Farmers in his Tanzanian village always grew plenty, but he helped them go a long way with the help of simple solar driers..
Joseph Sekiku: Farmer's friend indeed
As he was growing up in Karagwe, a region of Tanzania west of Lake Victoria with “extremely high agricultural potential and one of the most fertile regions in the country, I asked myself why the biggest problem here is poverty and food security,” says Joseph Sekiku, founder of the Fadeco Community Radio.
Probing further he discovered that the biggest problem was “the lack of value addition to agri products and access to markets. Most of the crops our farmers grew, especially fruits such as bananas, pineapples and mangoes, and vegetables such as tomatoes decayed and wasted. Almost 75 per cent was wasted due to decay.”
The sorry plight of the farmers made him opt for science and agriculture in his university education. “Through the 1980s I kept asking myself what I could do to help these people,” says this social entrepreneur, who is a Fellow of both the Ashoka and Lemelson Foundations, which organised the Tech4Society conference in Hyderabad recently where he shared his experience with others like him.
Sekiku's father, a doctor, was keen that his son should also study medicine. “But even though I wanted to be like my father, I would always argue with him that as many of the people who came to him for treatment were malnourished due to lack of adequate food, I should try to do something in that area. So that's how I stepped back from medicine and went into agriculture.”
The first “challenge” he undertook after completing his university education in 1990 — a degree in post-harvest technologies from the Makerere University — was to “find some way to help my people.” Of course, like other youngsters with university education he took up jobs but “these took me out to the cities, and every time I went out to a big city, I felt it was a betrayal of my community … something within told me that I was deserting my people.”
So, finally, Sekiku decided to do something on his own to help his people. He realised that the need of the moment was not newer technological tools to improve agricultural yields. “They already knew how to grow crops… lots of fruits and vegetables; the problem came after they were grown, eaten and the surplus got wasted as there were no storage or processing facilities.”
Solar driers
With most people in the region having no access to electricity, Sekiku started looking at the traditional ways people used to preserve cassava or coffee in the olden days. “Fortunately, in 1988, my first year at the university, there was research on to improve the coffee crop using solar driers. I thought if this technique could help with coffee — the coffee dried in two days — why couldn't we modify it to dry and preserve bananas, pineapple and other fruits.”
He began researching while he was a student and by the end of his third year at university he produced a booklet on how farmers could dry tomatoes, pineapples, mangoes and bananas in the solar drier. “This drier is locally made out of timber or bricks and the energy is provided directly by the sun's heat and no solar equipment is needed.” Sekiku designed different kinds of solar driers, with one or more racks for drying farmers' produce.
Through this method the fruits and vegetables dried in two days “and farmers could keep them as long as they wished, provided “they were not exposed to pests, moisture and were kept in a tightly closed container”.
Karagwe is a big village with a population of about 10,000 and after “graduation I returned to my village. In those days, and even now, everybody looked up to me because I went to the university and they thought I had money and solutions for everything. I told them you have to learn; I will teach you different ways of growing, preserving and going to the markets for business.”

-.-.-

(Task instructions) Carry on the profile of Joseph Sekiku from its last paragraph, about his return to Karagwe after graduation.

-.-.-

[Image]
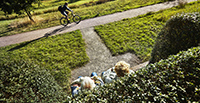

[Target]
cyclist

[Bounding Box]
[58,2,73,22]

-.-.-

(Reply)
So for the next 15 years he taught them to implement what he had learnt at the university — from drying fruits and vegetables to making jams, finding markets and even running small hotels!
So, what does he do to earn a living?
It is the utter selflessness of most of the social entrepreneurs that is heartening. “Oh, now and then I get a job,” smiles Sekiku. He also has a six-acre farm where he grows maize, beans, and so on. “I am now planting a lot of trees as I am working with the environment,” he says.
Radio station
Sekiku is married and has five children. In 2007, one day he suddenly wondered: “I am already 43 and after some years maybe will I die, and I don't have the capacity to disseminate all this technology to a much larger group of farmers who are far away. So I thought of starting a radio station.”
Glancing at my conventional dabba-like cassette recorder he smiles and says: “I also use a tape recorder like this; only recently I got this MP3 player.”
Since 2007 he has been running the Fadeco (Family alliance for development through cooperation community) radio. “Now my entire work is on the radio. We give different kinds of agricultural technology — from production to processing and linking farmers to the markets.”
He does the last by using the Internet to get information on various markets interested in Tanzanian farmers' produce. “Also, when I am in a place like Hyderabad, I develop contacts and find out the prices of bananas or pineapples here and then convey that information to my farmers on the radio. And farmers can decide where they want to sell their produce.”
Sekiku adds that while farmers who have mastered the drying technique do export their products, the others too have been able to establish local markets and more or less cut out middlemen.
And like many others at the conference, he too found fellowships looking for him and not the other way round. “I didn't go to them; in 2006 Ashoka sent me an email saying they were interested in knowing about my work. I didn't respond because I didn't know what, or who, was Ashoka. In 2007 they sent another mail, saying we will visit you and see your work.”
His radio station might be small, his resources modest, but Sekiku has the farmer's interest at heart. “I know that in our country we have many elderly farmers who are very wise and have a lot of knowledge on farm practices. They can't come to my radio, so I send out my ‘reporter' with this tape recorder to interview them and then relay their message over the radio.”
Courtesy: Business Line / Life (March 12, 2010)
a classic example of transformative contribution....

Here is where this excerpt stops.